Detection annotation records

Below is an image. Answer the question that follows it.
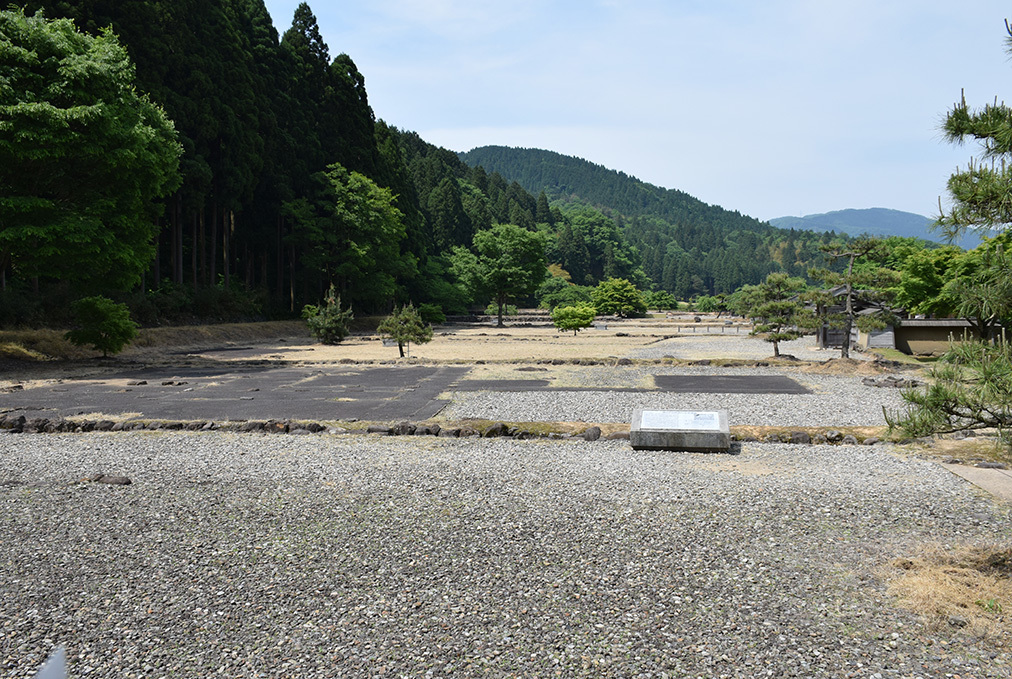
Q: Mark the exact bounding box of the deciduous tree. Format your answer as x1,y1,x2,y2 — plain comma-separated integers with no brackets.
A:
552,305,597,337
453,224,547,328
591,278,647,318
0,9,181,290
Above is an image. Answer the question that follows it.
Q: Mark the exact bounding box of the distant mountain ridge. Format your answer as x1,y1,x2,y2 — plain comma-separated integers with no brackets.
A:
457,146,769,231
769,207,981,249
457,146,850,300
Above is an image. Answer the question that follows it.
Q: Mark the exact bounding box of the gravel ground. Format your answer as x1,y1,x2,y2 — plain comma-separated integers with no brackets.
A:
439,367,904,427
0,432,1012,679
627,333,874,361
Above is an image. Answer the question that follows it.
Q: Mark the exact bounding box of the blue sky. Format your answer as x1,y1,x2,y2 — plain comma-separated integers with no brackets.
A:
266,0,1012,220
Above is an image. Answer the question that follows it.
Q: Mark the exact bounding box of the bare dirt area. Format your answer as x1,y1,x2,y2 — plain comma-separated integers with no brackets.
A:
180,324,688,362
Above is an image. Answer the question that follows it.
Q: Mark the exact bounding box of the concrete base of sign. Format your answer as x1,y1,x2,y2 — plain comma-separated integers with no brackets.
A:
629,409,731,452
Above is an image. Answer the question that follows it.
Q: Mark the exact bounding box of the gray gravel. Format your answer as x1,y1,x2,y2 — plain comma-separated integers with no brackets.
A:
0,432,1012,678
439,367,904,427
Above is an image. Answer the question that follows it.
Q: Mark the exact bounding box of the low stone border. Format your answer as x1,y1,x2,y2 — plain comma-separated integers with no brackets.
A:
0,413,910,445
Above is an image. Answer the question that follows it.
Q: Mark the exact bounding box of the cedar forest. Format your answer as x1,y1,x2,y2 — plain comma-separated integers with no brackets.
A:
0,0,947,325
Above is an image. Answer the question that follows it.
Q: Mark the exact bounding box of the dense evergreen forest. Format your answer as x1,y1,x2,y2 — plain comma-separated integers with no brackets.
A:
0,0,850,325
460,146,836,299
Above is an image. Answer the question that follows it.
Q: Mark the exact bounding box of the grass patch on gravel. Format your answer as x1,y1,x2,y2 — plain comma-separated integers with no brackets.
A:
0,330,92,362
890,545,1012,648
134,321,310,348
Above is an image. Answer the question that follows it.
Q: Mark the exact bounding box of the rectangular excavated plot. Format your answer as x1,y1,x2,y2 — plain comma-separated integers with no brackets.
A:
654,374,812,394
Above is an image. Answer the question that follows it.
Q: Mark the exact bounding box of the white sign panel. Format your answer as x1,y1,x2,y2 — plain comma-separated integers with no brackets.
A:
640,410,721,431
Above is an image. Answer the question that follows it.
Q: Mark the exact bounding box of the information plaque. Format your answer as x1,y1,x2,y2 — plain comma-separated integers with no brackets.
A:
629,409,731,452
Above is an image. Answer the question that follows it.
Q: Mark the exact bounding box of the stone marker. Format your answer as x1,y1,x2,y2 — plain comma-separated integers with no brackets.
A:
34,646,67,679
629,408,731,452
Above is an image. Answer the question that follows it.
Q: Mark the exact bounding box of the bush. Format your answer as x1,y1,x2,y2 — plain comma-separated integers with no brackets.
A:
552,305,597,337
376,304,432,357
692,294,723,314
591,278,647,318
303,285,355,344
643,290,678,312
485,302,518,316
534,277,593,311
66,296,137,356
418,304,446,325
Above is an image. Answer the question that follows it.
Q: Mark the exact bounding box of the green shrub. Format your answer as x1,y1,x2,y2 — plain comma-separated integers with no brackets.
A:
552,305,597,337
66,296,137,356
303,285,355,344
376,304,432,357
485,302,517,316
418,304,446,325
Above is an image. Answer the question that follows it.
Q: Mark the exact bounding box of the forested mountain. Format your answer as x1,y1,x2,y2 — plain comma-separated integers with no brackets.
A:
769,207,981,250
0,0,854,325
460,146,835,299
0,0,650,324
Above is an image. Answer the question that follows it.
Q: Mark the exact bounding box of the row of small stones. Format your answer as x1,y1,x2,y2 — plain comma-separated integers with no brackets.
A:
0,414,898,445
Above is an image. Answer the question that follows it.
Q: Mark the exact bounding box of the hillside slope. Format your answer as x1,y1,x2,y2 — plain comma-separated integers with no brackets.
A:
458,146,769,231
458,146,846,299
769,207,980,249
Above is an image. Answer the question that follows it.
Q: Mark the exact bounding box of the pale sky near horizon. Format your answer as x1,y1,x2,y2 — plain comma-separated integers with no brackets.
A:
266,0,1012,220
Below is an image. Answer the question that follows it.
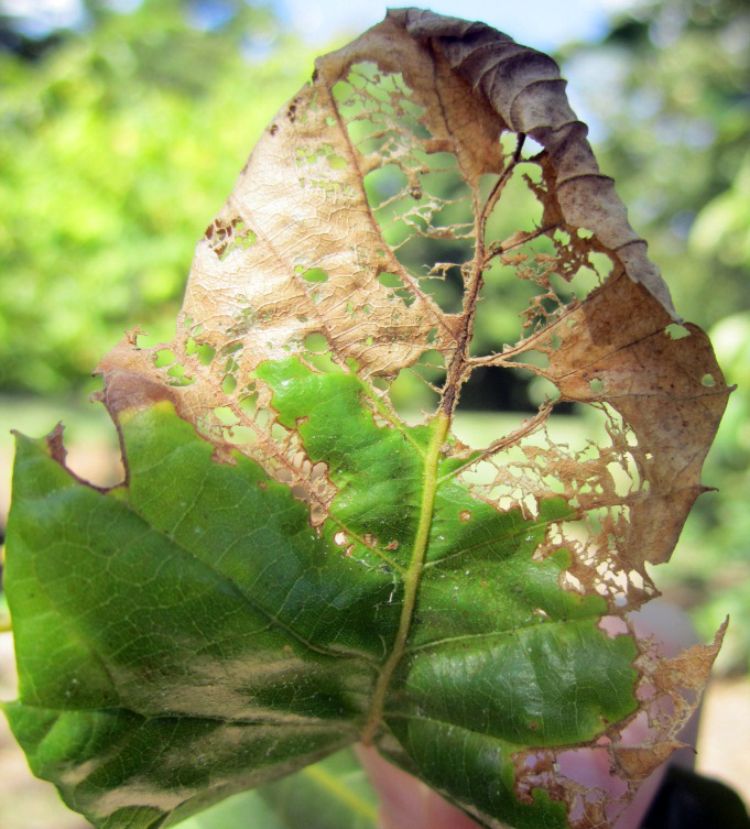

> _DIRECTIVE_
Render every line of the records above as a Markdown table with the columns No. and Line. Number the rows in order, skip blank lines, and omit the pictures.

> _SOLVED EXERCISE_
| No. | Line |
|---|---|
| 1 | Below is an image. Answer the question that follows it. |
| 2 | Q: Mark the exact bounding box of the deciduous tree. Format your answer as x1,y1,x2,y2 — plain comma-separated integers with no brackets. |
| 3 | A: |
| 4 | 552,305,597,337 |
| 5 | 453,224,547,328 |
| 6 | 591,278,647,318 |
| 7 | 0,9,181,290 |
| 8 | Above is an image. Answer the question that follows it. |
| 9 | Q: Mark the exact bounding box of the distant mountain ridge. Format your answer as x1,y1,x2,y2 — plain comma-separated integers with no brackets. |
| 10 | A: |
| 11 | 457,146,769,231 |
| 12 | 769,207,981,249 |
| 13 | 457,146,850,300 |
| 14 | Above is an image. Answer the question that follows it. |
| 15 | Q: Mark the exact bounding box of the gravel ground. Format your answer as x1,y1,x2,y2 — plain comma-separated integers with no brackets. |
| 16 | A: |
| 17 | 439,367,904,427 |
| 18 | 0,432,1012,679 |
| 19 | 627,333,874,361 |
| 20 | Above is an image. Answer the question that follows it. |
| 21 | Q: Mark the exact bounding box of the blue sky. Format your answer as x1,y1,x2,y2 — plain comma-separated integers with no brackets. |
| 22 | A: |
| 23 | 266,0,1012,220 |
| 24 | Above is an image. Answer the question that follows it. |
| 25 | Q: Mark the exact bounding box of the bare dirt area. Format your answer as x1,y1,x2,y2 — plain comma-separated integers with no brackets. |
| 26 | A: |
| 27 | 180,324,688,362 |
| 28 | Above is an image. Answer the question that follows it. |
| 29 | Q: Mark the exact bounding box of the concrete base of sign. Format your answer as x1,y1,x2,y2 — plain comma-separated integers with no brackets. |
| 30 | A: |
| 31 | 629,409,731,452 |
| 32 | Above is an image. Answer the question that follows it. |
| 33 | Q: Mark the exact bounding box of the gray gravel. Format your answer as x1,y1,x2,y2 — plain comma-separated integers with no brackets. |
| 34 | A: |
| 35 | 0,432,1012,678 |
| 36 | 439,367,904,427 |
| 37 | Above is an image. Answer the question that follows it. |
| 38 | Q: Mark the exact bounding box of the low stone border. Format your answer as x1,y1,x2,y2 — plain comma-separated integers with no brackets. |
| 39 | A: |
| 40 | 0,413,910,445 |
| 41 | Above is an image. Answer the question that follows it. |
| 42 | Q: Mark the exact bounding box of the cedar forest. Format your answer as x1,y1,x2,y2 — plain comma-separated integers with no brackets. |
| 43 | A: |
| 44 | 0,0,947,325 |
| 45 | Above is an image. Answer the question that follows it. |
| 46 | Q: Mark the exact bounding box of the dense evergreen forest. Format your answer as x1,y1,x2,y2 — plain comma-separated integers with no brackets. |
| 47 | A: |
| 48 | 0,0,850,325 |
| 49 | 460,146,836,299 |
| 50 | Above is an image. Answer the question that follows it. |
| 51 | Q: Mark the exact bounding box of the grass patch on gravel. Format your answer as x1,y1,x2,y2 — plain comma-separated integers with no brackets. |
| 52 | A: |
| 53 | 0,330,92,362 |
| 54 | 890,545,1012,648 |
| 55 | 134,321,310,348 |
| 56 | Above is an image. Answer the question that follows it. |
| 57 | Q: Mark the exact bounding box of the rectangular excavated plot. Format your answer as x1,y1,x2,y2 — plain comma-separated integers with no brackets. |
| 58 | A: |
| 59 | 654,374,812,394 |
| 60 | Above is an image. Answer the question that follows it. |
| 61 | Q: Mark the exact bounding box of the white sign panel. Format your answer as x1,y1,x2,y2 — plain comma-separated integers with no brackets. |
| 62 | A: |
| 63 | 640,410,721,431 |
| 64 | Above is an image. Answer the question that follows it. |
| 65 | Q: Mark the exact bounding box of the information plaque. Format your answer as x1,y1,x2,y2 — plain comma-separated integers with no brackets. |
| 66 | A: |
| 67 | 629,409,731,452 |
| 68 | Above is an image. Answer the question that follows it. |
| 69 | Q: Mark the exact bounding box of the stone marker. Format your answer as x1,y1,x2,y2 — plain comma-separated integers with no brackets. |
| 70 | A: |
| 71 | 34,646,67,679 |
| 72 | 629,408,731,452 |
| 73 | Above is an image. Answer the question that follows it. |
| 74 | Q: Mark the exact bounding box of the bush. Format your answer as x1,y1,x2,y2 — plain comma-separated integers with no brackets. |
| 75 | A: |
| 76 | 552,305,597,337 |
| 77 | 376,304,432,357 |
| 78 | 692,294,723,314 |
| 79 | 591,278,647,318 |
| 80 | 303,285,355,344 |
| 81 | 643,290,678,312 |
| 82 | 485,302,518,316 |
| 83 | 534,277,593,311 |
| 84 | 66,296,137,356 |
| 85 | 418,304,446,325 |
| 86 | Above is an image. Answer the question that follows it. |
| 87 | Q: Mark the exact bounding box of the green shrub. Format your answer as x1,y1,x2,y2 — plain comma-separated integers with no brackets. |
| 88 | A: |
| 89 | 552,305,597,337 |
| 90 | 66,296,137,356 |
| 91 | 303,285,355,344 |
| 92 | 376,304,432,357 |
| 93 | 485,302,517,316 |
| 94 | 418,304,446,325 |
| 95 | Above is an image. Answer the question that follows it. |
| 96 | Q: Mark the exact bounding box of the forested mountain. Format your answer as x1,y1,x2,y2 — plain comma-separated integers with no brackets. |
| 97 | A: |
| 98 | 769,207,981,250 |
| 99 | 0,0,854,325 |
| 100 | 460,146,835,299 |
| 101 | 0,0,650,324 |
| 102 | Above is an image. Answer the question that follows it. |
| 103 | Q: Mark the exact bounding box of the row of small stones. Format your answer as x1,y1,x2,y2 — plain comma-separated integers with no brackets. |
| 104 | A: |
| 105 | 0,414,898,445 |
| 106 | Above is an image. Answer the question that follows it. |
| 107 | Q: Mark the exact bounding box of the hillside slope. Format your answer as x1,y1,x2,y2 — plain comma-separated integers with no brackets. |
| 108 | A: |
| 109 | 458,146,769,231 |
| 110 | 458,146,846,299 |
| 111 | 769,207,980,249 |
| 112 | Above is an image. Answer the question that follows it. |
| 113 | Q: Mark the exact bounding box of the pale sky near horizon. Format your answer as x1,y1,x2,y2 — plain comma-separated integers with no brackets. |
| 114 | A: |
| 115 | 266,0,1012,220 |
| 116 | Below is an image. Answer the question that follows it. |